┌──

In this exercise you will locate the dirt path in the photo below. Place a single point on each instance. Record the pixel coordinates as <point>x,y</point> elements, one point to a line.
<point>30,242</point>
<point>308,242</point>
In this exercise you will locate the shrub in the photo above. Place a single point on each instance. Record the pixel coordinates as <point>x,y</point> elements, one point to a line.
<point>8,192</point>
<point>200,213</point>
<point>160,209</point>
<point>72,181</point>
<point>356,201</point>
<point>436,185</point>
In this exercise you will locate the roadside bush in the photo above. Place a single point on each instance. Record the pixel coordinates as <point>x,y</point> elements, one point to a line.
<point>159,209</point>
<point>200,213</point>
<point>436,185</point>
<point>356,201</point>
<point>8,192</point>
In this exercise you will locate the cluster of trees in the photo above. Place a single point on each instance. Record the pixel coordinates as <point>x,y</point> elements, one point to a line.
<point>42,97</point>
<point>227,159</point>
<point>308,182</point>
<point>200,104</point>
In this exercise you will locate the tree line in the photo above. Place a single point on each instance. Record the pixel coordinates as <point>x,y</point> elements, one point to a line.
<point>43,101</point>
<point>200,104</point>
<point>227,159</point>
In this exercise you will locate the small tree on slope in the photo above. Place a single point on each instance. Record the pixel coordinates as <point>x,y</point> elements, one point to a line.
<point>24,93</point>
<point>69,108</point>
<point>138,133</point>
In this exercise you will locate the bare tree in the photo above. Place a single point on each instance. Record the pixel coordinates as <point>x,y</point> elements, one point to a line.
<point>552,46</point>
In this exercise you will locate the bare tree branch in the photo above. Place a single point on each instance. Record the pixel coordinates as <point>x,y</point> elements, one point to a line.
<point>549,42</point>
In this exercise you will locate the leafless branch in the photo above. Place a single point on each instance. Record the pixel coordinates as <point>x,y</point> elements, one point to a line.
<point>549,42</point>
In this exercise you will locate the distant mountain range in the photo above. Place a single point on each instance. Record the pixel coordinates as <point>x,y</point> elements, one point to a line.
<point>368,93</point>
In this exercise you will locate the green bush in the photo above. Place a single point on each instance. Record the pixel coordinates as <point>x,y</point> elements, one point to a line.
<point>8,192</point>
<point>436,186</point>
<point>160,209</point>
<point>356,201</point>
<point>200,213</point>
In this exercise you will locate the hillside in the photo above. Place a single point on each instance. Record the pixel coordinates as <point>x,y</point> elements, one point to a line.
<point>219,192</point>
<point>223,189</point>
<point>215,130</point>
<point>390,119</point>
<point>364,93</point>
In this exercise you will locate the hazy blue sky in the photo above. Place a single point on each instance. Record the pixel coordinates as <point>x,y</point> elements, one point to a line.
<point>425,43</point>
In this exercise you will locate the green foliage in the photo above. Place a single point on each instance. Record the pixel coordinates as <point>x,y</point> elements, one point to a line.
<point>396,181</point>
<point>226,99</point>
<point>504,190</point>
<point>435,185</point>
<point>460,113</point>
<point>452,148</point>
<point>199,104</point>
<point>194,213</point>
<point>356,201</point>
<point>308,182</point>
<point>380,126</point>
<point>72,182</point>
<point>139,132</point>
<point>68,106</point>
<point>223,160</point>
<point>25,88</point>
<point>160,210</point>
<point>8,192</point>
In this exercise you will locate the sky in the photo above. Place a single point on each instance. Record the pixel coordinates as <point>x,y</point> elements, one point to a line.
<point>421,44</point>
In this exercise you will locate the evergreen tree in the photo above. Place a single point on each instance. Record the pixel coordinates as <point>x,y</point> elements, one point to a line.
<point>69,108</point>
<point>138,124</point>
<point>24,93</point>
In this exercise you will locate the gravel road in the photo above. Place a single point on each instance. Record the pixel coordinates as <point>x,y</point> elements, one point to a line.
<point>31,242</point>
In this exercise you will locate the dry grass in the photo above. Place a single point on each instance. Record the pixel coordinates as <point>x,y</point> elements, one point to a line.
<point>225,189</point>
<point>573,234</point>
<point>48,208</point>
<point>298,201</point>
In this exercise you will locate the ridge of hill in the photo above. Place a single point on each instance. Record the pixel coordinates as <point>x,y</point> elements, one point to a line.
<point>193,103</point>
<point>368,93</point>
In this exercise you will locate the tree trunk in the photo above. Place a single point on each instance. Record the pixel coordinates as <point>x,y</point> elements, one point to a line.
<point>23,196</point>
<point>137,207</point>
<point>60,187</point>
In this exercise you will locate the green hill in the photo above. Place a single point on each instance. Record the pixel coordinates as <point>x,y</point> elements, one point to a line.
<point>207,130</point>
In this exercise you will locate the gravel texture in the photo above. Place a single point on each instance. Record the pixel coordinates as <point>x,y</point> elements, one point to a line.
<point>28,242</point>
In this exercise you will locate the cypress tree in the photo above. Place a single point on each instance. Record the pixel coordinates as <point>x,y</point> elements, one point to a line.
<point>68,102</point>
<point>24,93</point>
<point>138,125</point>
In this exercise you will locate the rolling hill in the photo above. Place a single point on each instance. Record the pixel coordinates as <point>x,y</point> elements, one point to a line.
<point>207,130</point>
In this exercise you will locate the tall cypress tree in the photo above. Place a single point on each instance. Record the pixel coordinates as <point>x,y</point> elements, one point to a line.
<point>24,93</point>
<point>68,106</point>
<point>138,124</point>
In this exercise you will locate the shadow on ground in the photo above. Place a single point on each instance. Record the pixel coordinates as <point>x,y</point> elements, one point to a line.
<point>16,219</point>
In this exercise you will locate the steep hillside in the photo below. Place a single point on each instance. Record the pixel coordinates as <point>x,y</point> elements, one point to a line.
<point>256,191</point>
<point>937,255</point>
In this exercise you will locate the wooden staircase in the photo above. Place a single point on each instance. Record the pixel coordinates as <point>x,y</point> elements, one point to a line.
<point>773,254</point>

└──
┌──

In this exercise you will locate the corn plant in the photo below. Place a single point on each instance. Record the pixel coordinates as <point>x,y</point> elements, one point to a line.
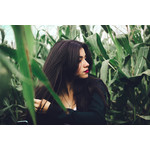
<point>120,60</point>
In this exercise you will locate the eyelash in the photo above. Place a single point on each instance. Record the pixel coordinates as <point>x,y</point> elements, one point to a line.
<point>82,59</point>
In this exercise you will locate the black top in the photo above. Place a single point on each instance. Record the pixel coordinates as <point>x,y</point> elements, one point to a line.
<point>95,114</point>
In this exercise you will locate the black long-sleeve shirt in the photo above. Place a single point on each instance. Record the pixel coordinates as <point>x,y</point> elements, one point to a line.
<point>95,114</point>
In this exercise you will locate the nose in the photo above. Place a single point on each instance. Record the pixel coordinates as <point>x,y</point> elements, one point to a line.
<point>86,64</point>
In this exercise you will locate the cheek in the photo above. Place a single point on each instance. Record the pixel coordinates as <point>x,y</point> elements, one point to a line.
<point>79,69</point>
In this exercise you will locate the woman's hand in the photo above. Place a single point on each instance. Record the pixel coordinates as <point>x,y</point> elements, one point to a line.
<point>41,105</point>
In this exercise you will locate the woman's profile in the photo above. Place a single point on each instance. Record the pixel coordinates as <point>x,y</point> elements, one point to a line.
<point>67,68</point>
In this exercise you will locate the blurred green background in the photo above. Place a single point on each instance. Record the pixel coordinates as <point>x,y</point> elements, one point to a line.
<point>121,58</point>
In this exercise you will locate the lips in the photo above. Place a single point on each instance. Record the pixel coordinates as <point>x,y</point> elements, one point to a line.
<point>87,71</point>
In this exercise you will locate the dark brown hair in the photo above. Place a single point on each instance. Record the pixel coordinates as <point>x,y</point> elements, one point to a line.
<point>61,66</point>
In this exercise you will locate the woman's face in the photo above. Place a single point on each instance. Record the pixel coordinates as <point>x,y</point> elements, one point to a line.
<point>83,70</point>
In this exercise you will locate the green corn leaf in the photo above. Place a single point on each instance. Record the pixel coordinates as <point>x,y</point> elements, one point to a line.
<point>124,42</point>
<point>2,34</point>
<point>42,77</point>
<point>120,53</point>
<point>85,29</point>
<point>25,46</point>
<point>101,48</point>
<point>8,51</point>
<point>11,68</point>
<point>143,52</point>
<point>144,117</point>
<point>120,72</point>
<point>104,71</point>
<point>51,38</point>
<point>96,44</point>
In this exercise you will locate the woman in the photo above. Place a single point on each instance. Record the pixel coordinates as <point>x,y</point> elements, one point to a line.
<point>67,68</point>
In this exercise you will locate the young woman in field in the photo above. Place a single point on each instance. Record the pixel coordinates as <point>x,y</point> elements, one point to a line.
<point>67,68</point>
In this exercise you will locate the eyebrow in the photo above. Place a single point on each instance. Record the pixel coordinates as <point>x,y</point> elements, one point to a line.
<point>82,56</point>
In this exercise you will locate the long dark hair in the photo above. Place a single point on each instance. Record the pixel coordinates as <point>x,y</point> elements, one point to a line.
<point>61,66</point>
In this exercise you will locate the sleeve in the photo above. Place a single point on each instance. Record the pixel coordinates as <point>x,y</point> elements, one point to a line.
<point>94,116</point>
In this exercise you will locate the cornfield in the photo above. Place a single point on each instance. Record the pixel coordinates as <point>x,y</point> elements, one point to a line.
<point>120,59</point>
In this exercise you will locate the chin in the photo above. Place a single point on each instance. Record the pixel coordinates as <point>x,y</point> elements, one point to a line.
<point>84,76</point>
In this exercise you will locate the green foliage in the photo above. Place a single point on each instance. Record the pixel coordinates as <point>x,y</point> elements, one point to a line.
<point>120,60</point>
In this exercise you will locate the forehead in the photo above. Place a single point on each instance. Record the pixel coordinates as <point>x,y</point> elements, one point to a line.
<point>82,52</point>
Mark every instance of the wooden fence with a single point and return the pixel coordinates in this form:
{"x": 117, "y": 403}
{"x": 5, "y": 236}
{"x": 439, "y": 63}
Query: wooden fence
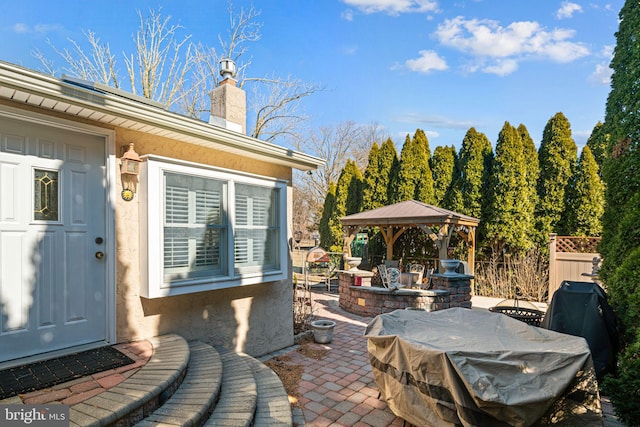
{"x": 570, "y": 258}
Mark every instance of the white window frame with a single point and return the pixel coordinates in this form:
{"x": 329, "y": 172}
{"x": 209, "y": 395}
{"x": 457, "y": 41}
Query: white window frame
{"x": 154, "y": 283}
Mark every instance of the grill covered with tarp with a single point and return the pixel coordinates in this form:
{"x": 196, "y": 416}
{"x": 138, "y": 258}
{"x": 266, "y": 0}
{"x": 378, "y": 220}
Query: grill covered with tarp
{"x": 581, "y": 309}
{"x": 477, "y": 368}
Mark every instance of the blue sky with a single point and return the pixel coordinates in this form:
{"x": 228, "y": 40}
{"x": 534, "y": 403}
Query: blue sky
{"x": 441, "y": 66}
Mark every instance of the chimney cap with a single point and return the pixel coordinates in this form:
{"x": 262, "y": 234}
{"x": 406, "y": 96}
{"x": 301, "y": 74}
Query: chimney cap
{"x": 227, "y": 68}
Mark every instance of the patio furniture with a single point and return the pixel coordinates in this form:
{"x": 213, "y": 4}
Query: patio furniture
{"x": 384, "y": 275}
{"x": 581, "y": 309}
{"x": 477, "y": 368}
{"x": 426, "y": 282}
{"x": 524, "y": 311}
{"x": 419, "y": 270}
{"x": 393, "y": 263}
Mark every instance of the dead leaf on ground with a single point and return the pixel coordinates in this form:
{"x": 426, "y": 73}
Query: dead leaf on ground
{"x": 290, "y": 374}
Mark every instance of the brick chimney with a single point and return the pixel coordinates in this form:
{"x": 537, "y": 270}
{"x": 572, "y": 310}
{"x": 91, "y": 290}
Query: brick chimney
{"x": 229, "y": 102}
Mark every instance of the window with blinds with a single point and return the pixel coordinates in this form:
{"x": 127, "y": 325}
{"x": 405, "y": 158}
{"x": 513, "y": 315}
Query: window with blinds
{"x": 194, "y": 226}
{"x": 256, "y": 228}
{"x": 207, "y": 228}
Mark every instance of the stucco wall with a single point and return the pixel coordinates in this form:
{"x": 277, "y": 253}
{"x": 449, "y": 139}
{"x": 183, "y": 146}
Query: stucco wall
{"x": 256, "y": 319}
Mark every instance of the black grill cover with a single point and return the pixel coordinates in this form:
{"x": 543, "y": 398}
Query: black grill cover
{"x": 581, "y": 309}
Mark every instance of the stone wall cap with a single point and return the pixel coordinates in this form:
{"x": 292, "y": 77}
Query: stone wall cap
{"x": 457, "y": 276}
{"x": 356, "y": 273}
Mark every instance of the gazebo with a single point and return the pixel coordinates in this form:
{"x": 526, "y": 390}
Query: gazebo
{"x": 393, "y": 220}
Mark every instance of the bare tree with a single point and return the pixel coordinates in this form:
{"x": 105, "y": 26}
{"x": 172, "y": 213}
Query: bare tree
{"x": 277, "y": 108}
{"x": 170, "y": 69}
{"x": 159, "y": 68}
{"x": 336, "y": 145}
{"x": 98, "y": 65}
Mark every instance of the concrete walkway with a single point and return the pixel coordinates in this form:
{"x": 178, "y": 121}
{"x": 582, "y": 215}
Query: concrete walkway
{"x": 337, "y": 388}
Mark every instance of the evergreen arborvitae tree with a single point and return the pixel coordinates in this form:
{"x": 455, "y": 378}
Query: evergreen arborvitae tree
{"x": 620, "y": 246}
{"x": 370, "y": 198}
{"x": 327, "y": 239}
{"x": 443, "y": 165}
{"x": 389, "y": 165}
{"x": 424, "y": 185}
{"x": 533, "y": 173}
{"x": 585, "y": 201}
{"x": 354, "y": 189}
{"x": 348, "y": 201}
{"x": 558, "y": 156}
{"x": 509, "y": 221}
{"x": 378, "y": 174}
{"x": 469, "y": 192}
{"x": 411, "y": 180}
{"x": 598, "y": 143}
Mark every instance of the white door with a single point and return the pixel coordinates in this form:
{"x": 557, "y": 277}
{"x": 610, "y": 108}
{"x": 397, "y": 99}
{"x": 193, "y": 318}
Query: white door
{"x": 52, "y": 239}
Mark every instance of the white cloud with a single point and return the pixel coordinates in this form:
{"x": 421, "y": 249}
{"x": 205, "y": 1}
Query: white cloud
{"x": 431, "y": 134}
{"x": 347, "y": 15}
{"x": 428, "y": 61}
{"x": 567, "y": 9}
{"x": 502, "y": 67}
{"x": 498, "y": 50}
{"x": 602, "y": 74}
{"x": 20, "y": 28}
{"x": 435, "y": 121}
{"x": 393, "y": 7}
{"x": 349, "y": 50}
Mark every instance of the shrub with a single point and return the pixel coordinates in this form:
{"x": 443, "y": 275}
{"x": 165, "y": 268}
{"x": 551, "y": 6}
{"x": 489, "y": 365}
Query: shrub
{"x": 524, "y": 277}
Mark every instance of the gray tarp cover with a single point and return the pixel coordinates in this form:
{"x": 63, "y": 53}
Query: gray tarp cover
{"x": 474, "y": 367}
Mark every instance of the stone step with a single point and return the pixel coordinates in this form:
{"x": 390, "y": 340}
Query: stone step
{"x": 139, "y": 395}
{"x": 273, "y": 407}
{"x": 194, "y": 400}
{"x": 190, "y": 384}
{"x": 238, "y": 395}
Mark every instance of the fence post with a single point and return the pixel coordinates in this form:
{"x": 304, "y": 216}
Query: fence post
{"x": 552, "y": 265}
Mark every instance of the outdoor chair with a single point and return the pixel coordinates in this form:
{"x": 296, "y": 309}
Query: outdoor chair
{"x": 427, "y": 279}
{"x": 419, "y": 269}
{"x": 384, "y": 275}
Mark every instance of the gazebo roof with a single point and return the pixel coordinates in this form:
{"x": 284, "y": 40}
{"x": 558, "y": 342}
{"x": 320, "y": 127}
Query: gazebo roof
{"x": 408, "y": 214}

└──

_Try it_
Within the listing above, extract exactly the lines from the line with "Query: window with blinds" to the line with "Mark every instance of the stone wall", the two named lines included, and no others.

_Answer space_
Query: window with blinds
{"x": 194, "y": 226}
{"x": 256, "y": 228}
{"x": 207, "y": 228}
Mark every instance of the stucco wall with a single point and return the pixel coordinates in this form:
{"x": 277, "y": 253}
{"x": 449, "y": 139}
{"x": 183, "y": 146}
Query: stucco wall
{"x": 256, "y": 319}
Mark every instance of the black grill cover with a single point and return the pixel coordinates in this form:
{"x": 543, "y": 398}
Query: black grill cover
{"x": 581, "y": 309}
Mark every instance of the stone wall cap with a single point and return the pixel coordinates in this form:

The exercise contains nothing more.